§ **Text block**:
######

Price control board debate may delay cheap drugs law

After almost a decade, a bill seeking to ensure access to affordable, quality medicines by majority of poor Filipinos is on the verge of finally becoming a law. But unless the matter devolves into one of political expediency, contentious issues between the House and Senate versions of the bill could delay its immediate passage.

First of two parts

BY THE time Hazel Divinagracia-Coton’s grandfather suffered his second heart attack last February, he was already on medication for diabetes. After the attack, 69-year-old Lolo Rodolfo was put on more medication, this time for his heart condition.

In total, his doctors prescribed 17 kinds of medicine for him to take each day, putting a strain on his family’s finances. Lolo Rodolfo and his wife relied on a P14,000 monthly pension, but with the promise of some monetary help from the rest of the family, they hatched a plan that had them buying only the “more important drugs” — worth a total of P600 a day — to see him through.

######

§ **Exercise aim**:
Continue the article on the Philippine cheap drugs bill from the point where it stops.

§ **Supplied entries**:
######

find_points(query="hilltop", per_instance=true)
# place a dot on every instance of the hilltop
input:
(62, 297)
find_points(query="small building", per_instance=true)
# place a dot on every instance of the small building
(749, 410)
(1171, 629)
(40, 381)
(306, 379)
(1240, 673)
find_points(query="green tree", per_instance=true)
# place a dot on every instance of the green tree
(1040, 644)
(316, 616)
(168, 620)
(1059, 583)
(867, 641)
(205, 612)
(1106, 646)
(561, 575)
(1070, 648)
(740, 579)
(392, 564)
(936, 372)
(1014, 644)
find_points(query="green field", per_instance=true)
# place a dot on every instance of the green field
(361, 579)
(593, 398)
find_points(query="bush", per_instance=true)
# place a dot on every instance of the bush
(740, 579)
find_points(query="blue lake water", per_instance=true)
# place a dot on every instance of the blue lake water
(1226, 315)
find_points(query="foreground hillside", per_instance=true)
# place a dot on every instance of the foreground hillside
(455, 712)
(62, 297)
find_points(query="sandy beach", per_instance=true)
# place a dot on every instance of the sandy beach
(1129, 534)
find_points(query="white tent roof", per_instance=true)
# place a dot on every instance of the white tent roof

######

§ **Task result**:
Lolo Rodolfo lasted six more months. He passed away last August, while members of the country’s Congress continued to bicker over two versions of a proposed cheap medicines law. Now, however, lawmakers themselves are saying that a bill ensuring access to affordable, quality medicines by majority of poor Filipinos is on the verge of finally being enacted into law.

Certified as an urgent piece of legislation by the Arroyo administration since 2001, the measure is set to be among Congress’s legislative priorities once sessions resume late this month. Late last year, both Houses passed two versions of the proposed law, and now a bicameral conference committee is supposed to reconcile these.

Both the bills’ principal authors, Senator Mar Roxas (Liberal Party) and Iloilo Representative Ferjenel Biron (Kampi), are optimistic that harmonizing the two drafts would be quick. Indeed, the two bills have a handful of similar provisions proposing to amend Republic Act 8293, or the Intellectual Property Code of the Philippines, aside from other reconcilable stipulations. Still, unless the matter devolves into one of political expediency, there may just be more Filipinos ending up like Divinagracia-Coton’s lolo as they wait for Congress to produce an affordable medicines law.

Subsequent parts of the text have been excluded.